Begin Passage given

Sunday, February 27, 2011

Frigid Fish Porn

Long story short ... we spent Tuesday night at Brenda's Motel in anticipation of a long Wednesday on the Salmon River. If you haven't stayed at Brenda's, you really should. The place is emblematic and essential to one's understanding of the issues surrounding the watershed. Keep your expectations low, book a room, and bring some nine or ten percent Ommegang.

The alarm sounded at 4:30 a.m. We were rigged, wrapped in our swaddling clothes, and bank side by 6:00 a.m. The temperature was seven degrees below zero. As one might expect, the fishing was slow until the sun rose in the sky. Right around noon, the air and water warmed just enough to trigger the bite.

We nymphed up all the fish pictured below, but I did have a tug on an Orange Heron. Sadly, I had gone cold dumb, and my digits weren't responding to the signals from my brain. Maybe next time.








Tuesday, February 22, 2011

Ebay

So, I sell quite a bit of stuff - fishing stuff - on Ebay. I've sold bamboo rods, and Peerless reels. I sold a Renzetti Master vise, and God only knows how many graphite sticks. I'm selling something now as a matter of fact, an Orvis CFO for anyone interested. If I want something new or get a little bored with a particular set-up, then it's off to the great piscatorial auction in the sky.

There's always someone out there who is looking for exactly the item that I am offering. As a seller, I do especially well when there's at least two people out there who are looking for exactly the item that I am offering, but I guess that kind of goes without saying. As much fun as selling on the Bay can be, it isn't the point of today's diatribe. Today, we talk about buying.


Buying fishing gear on Ebay can be almost as much fun as going to a fly shop with $100.00 burning a hole in your pocket.  I suppose there's a certain element of danger involved. One cannot be sure of the condition of an item one intends to purchase, and buyers never get to meet sellers. Transactions are nebulous and anonymous. I suppose it's a strange, and uniquely 21st Century way to do business. Ebay requires faith in the inherent goodness of the fly fishing public.

I'm happy to report that I've had nothing but good experiences. I've finagled excellent deals on fly lines and tying materials, hooks and discontinued spare spools. Believe me when I tell you that if a buyer knows what to look for, then he or she can find some real gems.

End Passage given
Begin Material

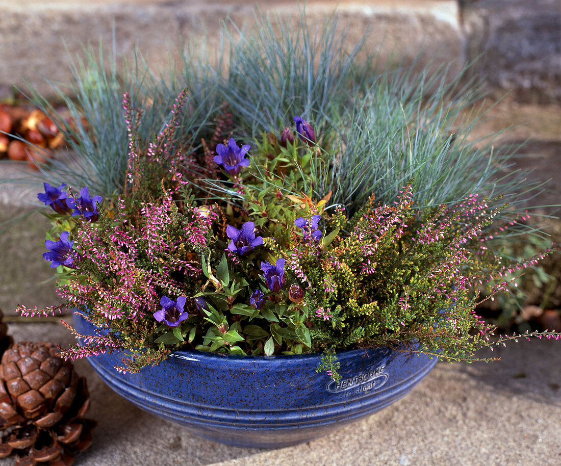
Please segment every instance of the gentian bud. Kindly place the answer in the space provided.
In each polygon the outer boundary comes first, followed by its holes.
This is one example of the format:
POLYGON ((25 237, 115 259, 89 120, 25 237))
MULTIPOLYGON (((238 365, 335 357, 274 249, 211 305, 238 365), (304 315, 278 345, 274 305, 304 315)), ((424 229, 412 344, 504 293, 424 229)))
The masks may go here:
POLYGON ((103 200, 101 196, 94 196, 92 199, 90 197, 88 188, 82 188, 80 191, 80 197, 75 200, 69 198, 66 200, 66 204, 71 209, 74 209, 72 214, 73 217, 83 215, 86 220, 95 222, 99 218, 97 205, 101 204, 103 200))
POLYGON ((321 231, 318 229, 318 225, 321 218, 320 215, 312 215, 311 225, 308 224, 307 219, 305 219, 303 217, 298 217, 295 220, 294 224, 302 230, 302 233, 304 236, 305 243, 309 243, 310 237, 316 242, 321 239, 321 231))
POLYGON ((298 304, 304 299, 304 290, 296 283, 293 283, 288 289, 288 299, 298 304))
POLYGON ((315 132, 312 126, 300 117, 295 117, 294 122, 296 124, 296 132, 298 133, 300 139, 309 144, 315 144, 315 132))
POLYGON ((286 147, 288 142, 291 144, 294 144, 294 133, 290 128, 285 128, 280 133, 280 145, 286 147))
POLYGON ((263 292, 261 290, 256 289, 249 298, 249 303, 251 307, 258 310, 263 307, 265 304, 265 298, 263 297, 263 292))

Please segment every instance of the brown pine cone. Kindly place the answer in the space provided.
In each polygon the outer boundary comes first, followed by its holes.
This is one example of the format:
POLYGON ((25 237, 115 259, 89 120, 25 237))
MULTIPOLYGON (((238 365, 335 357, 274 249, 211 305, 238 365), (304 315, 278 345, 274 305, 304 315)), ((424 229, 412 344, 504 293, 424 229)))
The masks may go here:
POLYGON ((91 444, 86 380, 47 343, 16 343, 0 364, 0 458, 16 466, 70 466, 91 444))
POLYGON ((13 339, 8 335, 8 326, 4 322, 4 313, 0 309, 0 358, 13 343, 13 339))

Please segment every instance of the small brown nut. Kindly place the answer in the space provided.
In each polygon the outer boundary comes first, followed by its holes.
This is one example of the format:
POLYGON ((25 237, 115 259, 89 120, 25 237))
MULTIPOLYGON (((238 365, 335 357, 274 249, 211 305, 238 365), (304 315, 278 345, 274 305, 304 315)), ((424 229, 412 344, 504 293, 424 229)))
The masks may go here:
POLYGON ((35 146, 44 147, 47 146, 47 141, 43 135, 36 130, 27 130, 24 135, 26 141, 29 141, 35 146))
POLYGON ((58 134, 58 128, 53 121, 48 117, 45 117, 40 120, 37 123, 37 129, 39 132, 47 140, 52 139, 58 134))
MULTIPOLYGON (((13 123, 12 117, 8 113, 0 110, 0 131, 4 133, 9 133, 12 131, 12 125, 13 123)), ((6 136, 6 135, 2 135, 6 136)))
POLYGON ((12 141, 8 145, 8 158, 12 160, 26 160, 27 145, 21 141, 12 141))
POLYGON ((6 135, 0 134, 0 156, 8 151, 10 140, 6 135))
POLYGON ((24 132, 26 130, 36 130, 37 124, 46 116, 40 110, 32 110, 29 112, 27 118, 22 120, 21 129, 23 130, 24 132))

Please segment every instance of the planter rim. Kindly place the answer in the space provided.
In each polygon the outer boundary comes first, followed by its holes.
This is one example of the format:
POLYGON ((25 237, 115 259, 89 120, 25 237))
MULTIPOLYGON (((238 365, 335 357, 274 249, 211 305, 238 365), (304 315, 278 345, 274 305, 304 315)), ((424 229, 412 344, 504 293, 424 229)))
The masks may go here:
MULTIPOLYGON (((337 355, 337 359, 338 359, 341 357, 344 358, 355 356, 361 353, 366 353, 369 351, 393 350, 398 346, 399 345, 394 347, 371 347, 349 348, 336 351, 335 354, 337 355)), ((240 354, 224 354, 209 351, 199 351, 197 349, 176 349, 172 351, 169 353, 168 357, 193 362, 200 361, 203 359, 215 359, 223 360, 224 358, 228 358, 231 359, 232 361, 239 362, 241 363, 247 362, 251 364, 263 364, 272 361, 278 361, 279 362, 282 361, 283 362, 289 363, 291 361, 296 362, 297 361, 298 362, 302 363, 317 361, 323 354, 323 352, 315 352, 314 353, 306 353, 302 354, 277 354, 274 356, 246 355, 243 356, 240 354)))

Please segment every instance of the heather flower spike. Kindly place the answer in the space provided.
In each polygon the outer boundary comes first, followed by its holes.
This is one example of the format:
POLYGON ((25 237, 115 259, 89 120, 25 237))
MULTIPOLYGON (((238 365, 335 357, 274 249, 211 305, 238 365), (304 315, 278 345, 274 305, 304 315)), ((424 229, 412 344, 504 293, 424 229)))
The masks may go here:
POLYGON ((183 310, 186 299, 185 296, 180 296, 173 301, 167 296, 162 296, 160 304, 163 307, 154 313, 154 318, 169 327, 177 327, 189 316, 187 311, 183 310))
POLYGON ((38 199, 57 214, 70 214, 70 209, 66 204, 68 195, 62 189, 66 185, 63 183, 58 188, 51 186, 48 183, 43 183, 43 185, 45 187, 45 192, 39 193, 38 199))
POLYGON ((331 317, 331 312, 329 309, 326 310, 323 307, 320 307, 316 311, 316 315, 324 320, 329 320, 331 317))
POLYGON ((250 147, 247 144, 238 147, 234 139, 231 137, 227 146, 218 144, 216 146, 218 155, 215 155, 213 160, 218 165, 222 165, 230 176, 236 176, 241 167, 249 167, 249 159, 245 158, 245 155, 250 147))
POLYGON ((308 143, 315 144, 315 132, 312 126, 300 117, 295 117, 294 122, 296 124, 296 132, 300 139, 308 143))
POLYGON ((228 225, 226 234, 232 240, 228 248, 240 256, 245 256, 255 246, 263 244, 262 237, 255 237, 255 224, 252 222, 246 222, 240 230, 228 225))
POLYGON ((307 219, 303 217, 298 217, 295 220, 294 224, 302 230, 302 233, 304 235, 304 242, 309 243, 310 237, 316 242, 321 239, 321 231, 318 229, 321 218, 320 215, 312 215, 311 225, 308 224, 307 219))
POLYGON ((304 290, 301 287, 293 283, 288 288, 288 299, 293 303, 301 303, 304 299, 304 290))
POLYGON ((99 218, 97 204, 101 204, 103 200, 103 198, 101 196, 94 196, 92 199, 88 188, 85 187, 80 190, 80 197, 77 200, 69 198, 67 200, 66 204, 71 209, 74 209, 72 214, 73 217, 83 215, 86 220, 95 222, 99 218))
POLYGON ((258 310, 263 307, 265 304, 264 296, 263 292, 261 290, 256 289, 253 292, 250 297, 249 303, 254 309, 258 310))
POLYGON ((284 260, 278 259, 274 265, 265 261, 261 263, 261 270, 267 287, 273 293, 278 293, 284 286, 284 260))
POLYGON ((72 250, 73 241, 68 241, 69 232, 61 233, 61 239, 58 241, 47 239, 45 242, 45 247, 50 250, 48 252, 44 252, 43 258, 50 261, 50 266, 53 269, 59 265, 73 268, 73 251, 72 250))

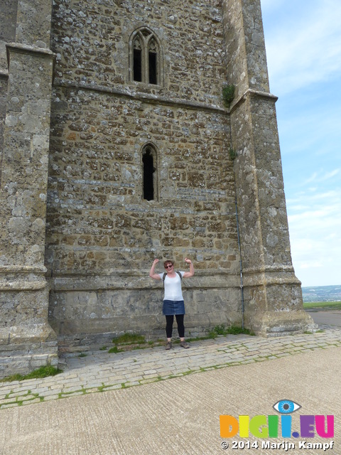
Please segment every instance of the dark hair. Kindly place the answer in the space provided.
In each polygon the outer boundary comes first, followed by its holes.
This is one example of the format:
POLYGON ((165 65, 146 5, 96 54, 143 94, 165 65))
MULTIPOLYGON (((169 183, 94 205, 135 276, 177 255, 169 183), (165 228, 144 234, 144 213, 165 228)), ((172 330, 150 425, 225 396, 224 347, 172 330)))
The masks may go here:
POLYGON ((167 261, 165 261, 163 262, 163 267, 166 267, 167 264, 171 264, 172 265, 174 265, 174 262, 173 261, 170 261, 170 259, 168 259, 167 261))

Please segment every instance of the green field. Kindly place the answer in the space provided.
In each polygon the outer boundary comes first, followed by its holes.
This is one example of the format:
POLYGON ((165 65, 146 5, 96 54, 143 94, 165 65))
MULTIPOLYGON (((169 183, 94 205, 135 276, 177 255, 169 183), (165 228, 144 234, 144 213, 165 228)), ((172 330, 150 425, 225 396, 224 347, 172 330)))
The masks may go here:
POLYGON ((305 309, 323 308, 324 309, 341 310, 341 301, 310 301, 303 302, 305 309))

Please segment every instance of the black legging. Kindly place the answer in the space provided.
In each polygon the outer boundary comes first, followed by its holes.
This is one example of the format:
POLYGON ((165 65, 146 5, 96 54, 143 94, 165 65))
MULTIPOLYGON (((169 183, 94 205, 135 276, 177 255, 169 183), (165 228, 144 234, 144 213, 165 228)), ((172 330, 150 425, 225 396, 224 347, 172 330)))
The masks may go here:
MULTIPOLYGON (((183 325, 183 316, 184 314, 175 314, 176 323, 178 324, 178 333, 180 338, 183 338, 185 336, 185 326, 183 325)), ((166 334, 168 338, 172 338, 173 333, 173 323, 174 321, 174 316, 169 314, 166 316, 166 334)))

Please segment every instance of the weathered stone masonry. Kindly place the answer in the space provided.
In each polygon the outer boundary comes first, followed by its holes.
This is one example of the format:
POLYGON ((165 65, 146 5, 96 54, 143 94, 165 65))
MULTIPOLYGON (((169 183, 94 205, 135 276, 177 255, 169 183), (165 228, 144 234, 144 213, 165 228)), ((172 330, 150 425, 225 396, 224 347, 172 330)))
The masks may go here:
POLYGON ((236 198, 246 326, 313 328, 291 264, 259 2, 6 3, 0 375, 55 364, 58 346, 163 336, 155 257, 195 263, 188 332, 241 323, 236 198))

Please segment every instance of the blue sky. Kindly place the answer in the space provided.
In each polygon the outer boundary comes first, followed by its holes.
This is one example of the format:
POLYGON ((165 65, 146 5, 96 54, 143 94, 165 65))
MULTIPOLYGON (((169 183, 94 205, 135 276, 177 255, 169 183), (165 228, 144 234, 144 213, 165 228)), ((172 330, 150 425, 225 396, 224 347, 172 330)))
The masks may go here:
POLYGON ((261 4, 296 274, 341 284, 341 1, 261 4))

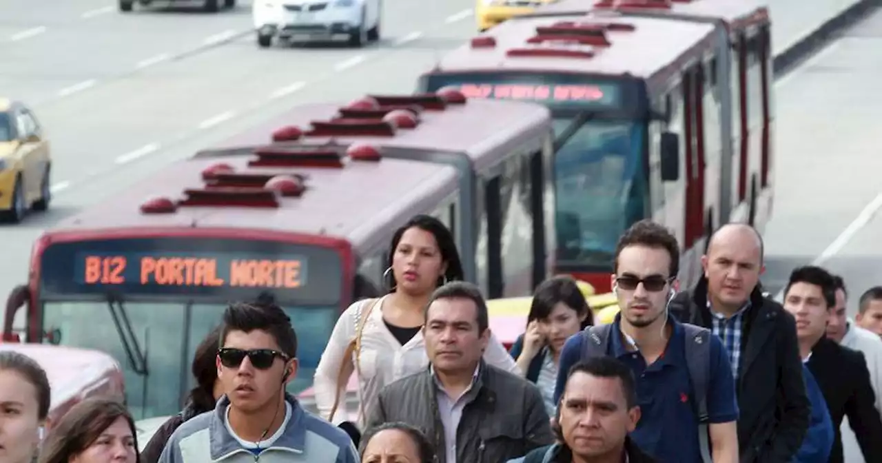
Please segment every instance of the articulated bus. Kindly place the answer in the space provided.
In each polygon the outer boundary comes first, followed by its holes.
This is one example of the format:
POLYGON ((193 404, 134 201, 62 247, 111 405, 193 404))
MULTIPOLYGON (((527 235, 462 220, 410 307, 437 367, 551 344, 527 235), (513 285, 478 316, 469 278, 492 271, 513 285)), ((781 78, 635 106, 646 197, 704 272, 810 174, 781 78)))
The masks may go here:
MULTIPOLYGON (((551 109, 555 273, 609 291, 618 236, 651 218, 675 231, 684 252, 680 278, 690 285, 701 275, 706 237, 733 220, 721 190, 736 174, 719 107, 729 79, 705 71, 721 65, 716 56, 728 34, 713 21, 662 14, 554 11, 564 6, 542 7, 474 38, 424 74, 419 91, 456 88, 467 97, 551 109)), ((744 201, 755 204, 754 191, 744 201)), ((748 214, 754 222, 759 209, 748 214)))
POLYGON ((341 311, 385 291, 394 230, 418 213, 455 230, 471 221, 459 169, 386 153, 513 149, 475 120, 505 120, 521 107, 550 126, 542 106, 458 96, 458 111, 420 119, 417 108, 355 120, 301 108, 309 123, 277 131, 284 144, 265 133, 263 146, 198 153, 59 222, 35 243, 27 285, 7 302, 4 339, 14 340, 25 307, 19 340, 109 353, 136 419, 168 415, 180 409, 194 349, 225 306, 269 295, 298 333, 300 370, 288 390, 306 390, 341 311))
MULTIPOLYGON (((432 94, 375 95, 342 109, 332 103, 295 106, 235 137, 226 149, 250 149, 268 142, 271 132, 275 146, 286 146, 289 138, 299 137, 301 127, 318 116, 362 121, 368 127, 376 123, 370 121, 404 108, 409 109, 405 115, 418 116, 402 121, 405 133, 390 140, 383 155, 449 165, 460 172, 457 204, 463 220, 450 223, 463 258, 466 279, 476 282, 490 298, 531 294, 549 275, 553 262, 549 258, 554 254, 553 134, 550 113, 542 105, 467 101, 453 91, 445 93, 444 99, 432 94), (289 131, 294 137, 288 137, 289 131), (400 144, 408 148, 398 149, 400 144), (411 149, 417 145, 422 149, 411 149)), ((337 139, 359 143, 377 136, 383 133, 365 129, 357 137, 337 139)), ((385 258, 377 258, 385 262, 385 258)), ((384 270, 382 265, 375 266, 364 274, 379 278, 384 270)))

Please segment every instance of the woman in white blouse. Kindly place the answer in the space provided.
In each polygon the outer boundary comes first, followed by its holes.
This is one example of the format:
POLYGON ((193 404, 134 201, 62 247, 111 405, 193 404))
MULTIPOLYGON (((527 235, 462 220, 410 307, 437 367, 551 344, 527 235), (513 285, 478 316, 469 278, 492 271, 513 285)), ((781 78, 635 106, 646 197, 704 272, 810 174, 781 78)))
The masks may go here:
MULTIPOLYGON (((392 235, 389 268, 384 274, 390 292, 379 299, 359 301, 340 315, 315 375, 316 405, 334 424, 347 420, 340 405, 354 371, 358 374, 361 405, 370 407, 383 386, 429 366, 422 340, 423 309, 436 288, 462 280, 462 265, 450 230, 429 215, 417 215, 392 235), (361 335, 356 332, 361 328, 361 335), (357 344, 353 347, 352 341, 357 344)), ((484 352, 489 364, 520 374, 505 347, 492 336, 484 352)))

End Material

● **Requirements**:
1: In the fly fishing blog, which items does the writer say they have gotten excellent deals on when buying on Ebay? List every one.
2: Reproduce the stretch of the fly fishing blog from "Buying fishing gear" through "fly fishing public.".
3: Take the fly fishing blog further, picking up after its final sentence.

● **In response**:
1:
- Fly lines
- Tying materials
- Hooks
- Discontinued spare spools

2:
Buying fishing gear on Ebay can be almost as much fun as going to a fly shop with $100.00 burning a hole in your pocket.  I suppose there's a certain element of danger involved. One cannot be sure of the condition of an item one intends to purchase, and buyers never get to meet sellers. Transactions are nebulous and anonymous. I suppose it's a strange, and uniquely 21st Century way to do business. Ebay requires faith in the inherent goodness of the fly fishing public.

3:
Consider the Orvis Odyssey. This discontinued reel is arguably the best the Orvis company has ever offered. The drag is comparable to that of an Abel, but the mechanics are simpler and better designed (yes, I own both reels). The machining is top notch right down to the recessed counterweight on the spool, which is a simple yet elegant piece of engineering. 

Two things killed the Odyssey, and are to blame for its relatively short tenure. First was the near $400.00 price tag. By today's standards this is par for the course, but ten or twelve years ago most people weren't necessarily willing to pay quite so much - even if the reel was made in America (as was the Odyssey). Second, large arbor reels were just coming into vogue at the time of the Odyssey's release, and anglers were reluctant to throw down for a standard arbor reel, regardless of its exceptional quality.

Now we're left only with the Odysseys that find themselves on Ebay (aside from those that pop up at the bi-annual Lang's tackle auction). One can usually find a reel or two for a very agreeable price. Actually, there's one for sale now although the owner seems to know the value of the reel. Not long ago I picked up an Odyssey IV (the largest of the family; a spey or tarpon sized model). The reel was new, and had never been mounted on a rod let alone taken to the water. After five days of furious bidding, I paid just $76.01 for a reel that - if offered in a flyshop today - would likely have cost five or six hundred dollars.    

Scouring Ebay for tying material may also be productive at times. On three or four occasions I've found lots of vintage materials that appeared valueless at first glance, but after a careful examination revealed a bounty of polar bear hair or speckled bustard feathers. They're out there. You just have to be willing to look. Need some thread? How about Flashabou? Jungle cock? Whatever you might need it's likely all there. Some sales are better than others and one might not realize much of a discount, but most everything will ship for free and you certainly won't pay state sales tax.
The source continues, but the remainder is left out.